» PROBLEM:
Arrange everything from the beginning of the lines down through the line containing "M 61 128 L 60" as a numbered list, skipping any blank lines. Leave the pictures out of your list.

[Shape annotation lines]
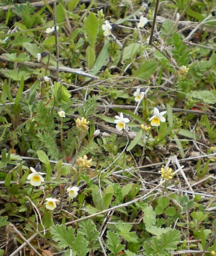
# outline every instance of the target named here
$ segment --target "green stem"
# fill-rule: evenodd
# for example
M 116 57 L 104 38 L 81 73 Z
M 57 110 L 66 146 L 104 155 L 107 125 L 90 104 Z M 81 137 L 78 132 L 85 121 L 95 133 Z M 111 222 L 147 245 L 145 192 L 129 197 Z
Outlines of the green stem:
M 61 128 L 60 130 L 60 140 L 61 143 L 61 148 L 62 150 L 62 146 L 63 145 L 63 118 L 61 119 Z

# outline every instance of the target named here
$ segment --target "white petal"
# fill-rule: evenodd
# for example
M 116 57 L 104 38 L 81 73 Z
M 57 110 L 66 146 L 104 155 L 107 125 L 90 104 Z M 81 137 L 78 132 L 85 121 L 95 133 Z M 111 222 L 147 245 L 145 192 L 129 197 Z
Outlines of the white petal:
M 129 122 L 130 122 L 130 120 L 128 118 L 123 118 L 122 119 L 122 120 L 125 122 L 125 123 L 128 123 Z
M 118 131 L 121 131 L 125 127 L 125 123 L 122 121 L 116 124 L 116 128 Z
M 119 124 L 120 123 L 122 123 L 122 120 L 115 120 L 115 121 L 114 121 L 114 123 L 115 123 L 115 124 Z
M 30 167 L 30 169 L 31 171 L 32 172 L 35 172 L 35 173 L 37 172 L 35 171 L 35 169 L 33 168 L 33 167 Z
M 160 113 L 160 115 L 163 115 L 167 112 L 166 111 L 162 111 L 162 112 Z
M 120 120 L 121 119 L 121 118 L 120 116 L 119 116 L 118 115 L 115 115 L 115 118 L 116 118 L 116 119 L 119 119 Z
M 152 116 L 152 117 L 149 119 L 149 120 L 151 121 L 153 119 L 153 118 L 154 118 L 156 116 L 157 116 L 156 115 L 154 115 L 153 116 Z
M 154 115 L 159 115 L 159 110 L 157 107 L 155 107 L 154 109 Z
M 161 115 L 159 116 L 159 119 L 161 122 L 163 123 L 164 122 L 166 122 L 166 119 L 164 116 Z
M 33 177 L 35 175 L 34 173 L 30 173 L 28 176 L 27 177 L 27 180 L 31 180 L 31 178 Z
M 45 207 L 48 210 L 52 211 L 56 207 L 56 204 L 55 202 L 48 202 L 45 203 Z

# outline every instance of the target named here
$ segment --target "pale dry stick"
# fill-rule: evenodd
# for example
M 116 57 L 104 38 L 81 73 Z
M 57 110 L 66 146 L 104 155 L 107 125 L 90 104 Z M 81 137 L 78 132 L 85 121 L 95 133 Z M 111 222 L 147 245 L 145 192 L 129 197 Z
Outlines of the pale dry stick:
M 208 19 L 209 18 L 211 18 L 212 17 L 212 15 L 211 14 L 210 14 L 209 16 L 206 17 L 206 18 L 205 19 L 203 19 L 203 21 L 201 21 L 201 22 L 198 23 L 197 26 L 196 27 L 191 31 L 190 33 L 187 36 L 187 37 L 185 38 L 185 39 L 184 39 L 184 41 L 185 40 L 185 41 L 188 41 L 189 40 L 190 38 L 192 37 L 192 36 L 193 36 L 193 35 L 199 28 L 199 27 L 202 26 L 203 24 L 205 23 L 206 22 L 208 22 Z
M 9 62 L 10 61 L 6 57 L 2 56 L 2 55 L 0 55 L 0 60 Z M 31 62 L 30 61 L 24 61 L 22 63 L 22 65 L 28 67 L 32 67 L 35 69 L 37 68 L 40 69 L 41 67 L 45 67 L 44 65 L 42 65 L 39 63 Z M 48 68 L 48 69 L 50 70 L 54 71 L 56 71 L 57 70 L 56 67 L 54 66 L 49 66 Z M 79 75 L 90 77 L 93 79 L 99 79 L 98 76 L 94 76 L 93 75 L 91 75 L 91 74 L 89 74 L 85 72 L 80 69 L 71 69 L 70 67 L 67 67 L 59 66 L 59 71 L 73 73 Z
M 153 39 L 153 35 L 154 31 L 154 27 L 155 27 L 155 23 L 156 22 L 156 18 L 157 14 L 157 13 L 158 6 L 159 6 L 159 0 L 156 0 L 156 5 L 154 8 L 154 17 L 153 18 L 153 22 L 152 22 L 152 30 L 149 38 L 149 44 L 152 44 L 152 40 Z
M 9 226 L 11 227 L 12 228 L 13 228 L 14 231 L 15 232 L 15 233 L 18 235 L 21 238 L 21 239 L 23 241 L 23 242 L 24 243 L 26 243 L 30 247 L 30 248 L 31 248 L 32 250 L 37 255 L 39 255 L 39 256 L 41 256 L 41 255 L 40 253 L 37 251 L 37 250 L 33 247 L 32 246 L 30 243 L 26 239 L 26 238 L 24 237 L 22 234 L 19 232 L 19 231 L 17 229 L 17 228 L 15 227 L 14 225 L 13 225 L 12 224 L 10 224 L 9 225 Z M 21 249 L 22 250 L 22 249 Z M 18 252 L 19 251 L 20 251 L 20 250 L 19 250 L 19 251 L 17 251 L 17 252 Z M 14 253 L 14 252 L 13 253 Z M 16 253 L 17 253 L 16 252 Z M 13 254 L 13 253 L 12 253 Z M 15 255 L 15 254 L 14 254 L 14 255 Z M 12 254 L 11 254 L 10 255 L 12 256 Z
M 99 243 L 100 243 L 100 247 L 101 247 L 101 248 L 102 249 L 102 250 L 103 251 L 103 252 L 104 254 L 104 256 L 107 256 L 107 254 L 106 253 L 106 251 L 105 251 L 105 250 L 104 249 L 104 246 L 103 245 L 103 244 L 102 243 L 101 239 L 100 238 L 100 237 L 98 237 L 98 241 L 99 241 Z
M 187 185 L 189 186 L 190 185 L 190 184 L 189 183 L 189 181 L 188 181 L 188 178 L 187 178 L 187 177 L 186 177 L 186 176 L 183 170 L 181 168 L 181 165 L 180 165 L 180 164 L 179 163 L 179 160 L 178 160 L 178 159 L 177 158 L 177 157 L 176 156 L 176 155 L 174 155 L 173 156 L 172 156 L 171 158 L 171 160 L 172 161 L 172 164 L 174 165 L 175 164 L 177 166 L 177 168 L 180 170 L 180 172 L 181 172 L 181 175 L 182 175 L 182 176 L 184 178 L 184 180 L 185 181 L 185 182 L 186 182 L 186 184 Z M 194 193 L 194 191 L 193 190 L 193 189 L 192 188 L 192 187 L 190 187 L 190 189 L 191 192 L 193 192 L 193 193 Z M 193 197 L 194 198 L 194 194 L 193 194 Z
M 54 4 L 53 5 L 53 21 L 54 22 L 54 25 L 56 25 L 56 20 L 55 19 L 55 14 L 56 14 L 56 0 L 55 0 Z M 57 82 L 59 81 L 59 52 L 58 43 L 58 36 L 57 27 L 56 26 L 54 27 L 55 28 L 55 41 L 56 50 L 56 73 Z
M 111 33 L 111 34 L 110 35 L 116 41 L 116 43 L 118 44 L 120 46 L 120 47 L 121 48 L 122 48 L 123 47 L 123 45 L 122 45 L 121 43 L 119 41 L 117 38 L 112 33 Z
M 179 16 L 179 17 L 178 17 L 177 19 L 176 19 L 176 21 L 175 21 L 175 23 L 173 24 L 173 25 L 172 26 L 170 30 L 170 31 L 167 33 L 167 34 L 166 35 L 166 36 L 165 37 L 164 39 L 164 40 L 166 41 L 166 39 L 172 33 L 172 30 L 176 26 L 176 24 L 178 22 L 179 22 L 179 21 L 181 19 L 181 18 L 183 17 L 183 16 L 184 16 L 184 14 L 185 12 L 186 11 L 186 10 L 187 9 L 187 8 L 188 7 L 191 3 L 193 2 L 193 0 L 190 0 L 188 3 L 188 4 L 185 7 L 185 8 L 184 8 L 184 9 L 183 10 L 183 12 L 181 13 L 181 15 Z
M 43 227 L 43 229 L 44 230 L 44 235 L 45 235 L 45 228 L 44 228 L 44 226 L 43 225 L 43 222 L 42 222 L 42 220 L 41 219 L 41 215 L 40 213 L 40 212 L 38 210 L 38 209 L 37 208 L 37 207 L 36 206 L 35 204 L 33 203 L 33 202 L 31 200 L 30 198 L 29 198 L 27 195 L 26 195 L 26 197 L 28 198 L 28 200 L 32 204 L 33 208 L 35 209 L 35 210 L 37 213 L 37 214 L 38 214 L 38 216 L 39 216 L 39 219 L 40 219 L 40 220 L 41 222 L 41 225 L 42 227 Z M 36 218 L 37 219 L 37 214 L 35 215 L 36 216 Z M 37 221 L 37 222 L 38 222 L 38 221 Z

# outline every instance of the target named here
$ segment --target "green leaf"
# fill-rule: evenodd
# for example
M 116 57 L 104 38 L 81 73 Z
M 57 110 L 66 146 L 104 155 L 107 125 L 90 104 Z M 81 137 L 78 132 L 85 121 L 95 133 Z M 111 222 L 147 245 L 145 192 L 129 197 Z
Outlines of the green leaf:
M 216 103 L 216 97 L 211 92 L 207 90 L 194 91 L 191 93 L 190 95 L 194 98 L 199 99 L 205 104 Z
M 6 216 L 3 217 L 0 216 L 0 227 L 3 227 L 4 226 L 7 226 L 10 224 L 10 222 L 7 221 L 8 217 Z
M 143 135 L 143 130 L 140 130 L 139 132 L 135 136 L 135 138 L 131 142 L 130 145 L 127 148 L 127 151 L 131 150 L 138 143 L 141 139 Z
M 187 137 L 194 140 L 195 140 L 196 138 L 195 136 L 195 134 L 188 130 L 181 129 L 178 132 L 178 134 L 182 135 L 184 137 Z
M 147 207 L 142 210 L 145 213 L 143 217 L 143 222 L 147 227 L 151 227 L 154 226 L 156 223 L 156 213 L 153 211 L 151 206 Z
M 132 226 L 129 223 L 123 223 L 122 221 L 119 221 L 118 223 L 115 225 L 115 227 L 119 230 L 116 232 L 117 235 L 122 237 L 128 242 L 137 243 L 138 237 L 136 235 L 135 232 L 130 232 Z
M 108 209 L 113 195 L 113 187 L 112 185 L 109 185 L 103 191 L 103 209 Z
M 164 208 L 162 205 L 158 205 L 155 207 L 155 213 L 157 215 L 160 215 L 163 212 Z
M 3 56 L 6 57 L 10 61 L 15 62 L 22 62 L 26 61 L 29 61 L 30 58 L 29 56 L 27 56 L 26 53 L 21 53 L 17 57 L 17 54 L 13 53 L 3 53 Z
M 90 69 L 93 66 L 95 59 L 94 49 L 91 45 L 89 45 L 86 49 L 86 57 L 88 62 L 88 66 L 89 69 Z
M 99 233 L 96 229 L 96 226 L 92 220 L 84 220 L 78 223 L 78 233 L 84 236 L 89 243 L 89 247 L 92 248 L 94 242 L 97 240 Z
M 159 205 L 163 206 L 164 209 L 170 204 L 170 199 L 167 197 L 162 197 L 158 200 L 158 203 Z
M 141 79 L 148 79 L 156 71 L 158 65 L 155 60 L 143 59 L 138 70 L 133 72 L 133 75 Z
M 116 235 L 114 232 L 108 230 L 106 236 L 107 238 L 107 247 L 114 255 L 117 255 L 118 252 L 124 250 L 125 246 L 121 244 L 120 238 Z
M 128 183 L 124 186 L 122 189 L 122 194 L 123 197 L 125 197 L 129 193 L 133 186 L 132 183 Z
M 153 226 L 150 227 L 146 228 L 146 230 L 149 233 L 152 234 L 157 237 L 160 237 L 163 233 L 166 233 L 168 230 L 171 230 L 170 228 L 158 228 L 155 226 Z
M 57 173 L 61 174 L 63 176 L 67 176 L 70 174 L 71 171 L 71 167 L 68 165 L 62 165 L 58 169 Z
M 38 156 L 38 159 L 41 162 L 44 163 L 46 167 L 48 166 L 50 164 L 49 158 L 45 152 L 44 152 L 42 150 L 37 150 L 37 154 Z
M 64 225 L 53 225 L 50 228 L 50 231 L 53 235 L 53 239 L 58 242 L 59 247 L 64 249 L 68 247 L 72 248 L 74 243 L 73 240 L 75 232 L 72 227 L 69 227 L 67 229 Z
M 95 185 L 92 190 L 91 193 L 93 202 L 96 208 L 98 210 L 103 210 L 103 192 L 96 185 Z
M 62 23 L 64 20 L 65 18 L 64 9 L 61 4 L 59 4 L 56 6 L 55 17 L 56 23 L 57 24 Z
M 174 207 L 170 206 L 166 209 L 164 212 L 167 216 L 174 216 L 176 213 L 176 211 Z
M 176 229 L 168 230 L 162 234 L 160 241 L 161 246 L 167 251 L 175 251 L 177 244 L 181 242 L 181 233 Z
M 87 241 L 80 233 L 77 234 L 72 243 L 71 248 L 72 249 L 72 251 L 76 252 L 75 255 L 77 256 L 85 256 L 90 250 L 90 248 L 88 248 Z
M 95 39 L 98 30 L 98 22 L 95 14 L 91 12 L 85 21 L 84 27 L 91 47 L 94 48 Z
M 133 58 L 136 54 L 140 46 L 140 44 L 138 43 L 130 44 L 126 46 L 124 49 L 124 53 L 122 59 L 122 61 L 127 60 L 130 58 Z
M 20 82 L 19 83 L 19 89 L 18 89 L 16 98 L 15 98 L 15 100 L 14 101 L 14 105 L 15 106 L 17 107 L 19 105 L 19 102 L 20 101 L 21 96 L 23 93 L 24 87 L 24 80 L 23 77 L 22 76 L 21 78 L 21 80 L 20 80 Z
M 204 18 L 202 14 L 193 11 L 189 7 L 188 7 L 186 9 L 186 12 L 189 15 L 197 19 L 199 21 L 202 21 Z

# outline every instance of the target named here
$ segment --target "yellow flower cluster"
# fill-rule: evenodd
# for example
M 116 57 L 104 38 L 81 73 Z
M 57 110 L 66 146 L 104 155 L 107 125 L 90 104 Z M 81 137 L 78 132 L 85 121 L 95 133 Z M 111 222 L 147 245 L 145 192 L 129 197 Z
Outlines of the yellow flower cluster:
M 148 125 L 145 125 L 143 124 L 140 124 L 140 127 L 141 129 L 145 132 L 147 132 L 147 131 L 149 131 L 151 129 L 151 127 Z
M 87 156 L 84 155 L 82 157 L 79 157 L 76 161 L 76 164 L 80 167 L 80 170 L 89 168 L 91 165 L 92 159 L 88 160 Z
M 177 74 L 179 77 L 180 78 L 183 78 L 188 74 L 189 68 L 185 66 L 183 66 L 182 67 L 180 67 L 179 69 L 177 71 Z
M 161 171 L 159 171 L 158 172 L 161 173 L 161 178 L 166 180 L 171 180 L 173 177 L 172 170 L 168 167 L 167 167 L 165 170 L 163 168 L 161 168 Z
M 88 124 L 89 121 L 87 122 L 86 119 L 84 117 L 82 117 L 80 120 L 77 118 L 76 120 L 76 126 L 77 129 L 81 132 L 86 132 L 89 129 Z

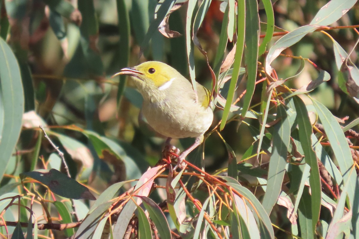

» WORKED ANSWER:
1. # outline every instance of the target named here
2. $ segment --target "green stem"
3. # fill-rule: evenodd
4. # for example
5. M 116 57 L 104 38 L 81 73 Z
6. M 57 110 L 66 146 L 104 155 L 107 125 L 90 104 Z M 81 137 L 78 132 L 85 121 L 95 133 Z M 111 222 L 147 245 L 145 192 L 129 197 Z
7. Outlines of the green stem:
8. M 61 128 L 60 130 L 60 140 L 61 143 L 61 148 L 62 150 L 62 146 L 63 145 L 63 118 L 61 119 Z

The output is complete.